# Snake Question On The Ohio River ???



## GOLDFISH

Just got back from the river in the racine area we had a water snake of some kind in our goldfish keep with one of our gold fish half way down it's throat 

My question is. is this snake poisonous? It looks very close to a copperhead in my opinion with a triangled head looked tobe a poisonous snake just checking?


----------



## sparkywest28

i would say cooperhead. triangle head and orange diamonds.i was fishing a backwater sunday in belpre and saw 2 cooperheads in the water. they were close 2 the boat on top of the water. 2.5 feet long at least. i c alot of water snakes here and they r mostly all brown and big maybe 4 feet. look like a black snake.


----------



## misfit

99% chance it was a harless common northern water snake.


----------



## sparkywest28

ive been looking at snake picture on the odnr site. it has the northern water snake on it . thats not the snake i saw but i do c them alot in the rivers back waters.

> **Data shown**:
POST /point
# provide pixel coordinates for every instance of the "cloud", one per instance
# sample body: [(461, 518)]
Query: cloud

> **Required actions**:
- 1) In the snake thread, what reasons does sparkywest28 give for identifying the snake as a copperhead? Answer in one to three sentences.
- 2) Answer these questions on the snake thread:
(a) Where was sparkywest28 fishing on Sunday?
(b) What does misfit say the snake has a 99% chance of being?
(c) Which site did sparkywest28 use to look at snake pictures?
- 3) Extract the part of the snake thread from "ive been looking" up to and including "rivers back waters.".

> **Answers for the tasks**:
- 1) sparkywest28 names two features of the snake: a triangle-shaped head and orange diamonds.

- 2)
(a) A backwater in Belpre.
(b) A harmless common northern water snake.
(c) The ODNR site.

- 3)
ive been looking at snake picture on the odnr site. it has the northern water snake on it . thats not the snake i saw but i do c them alot in the rivers back waters.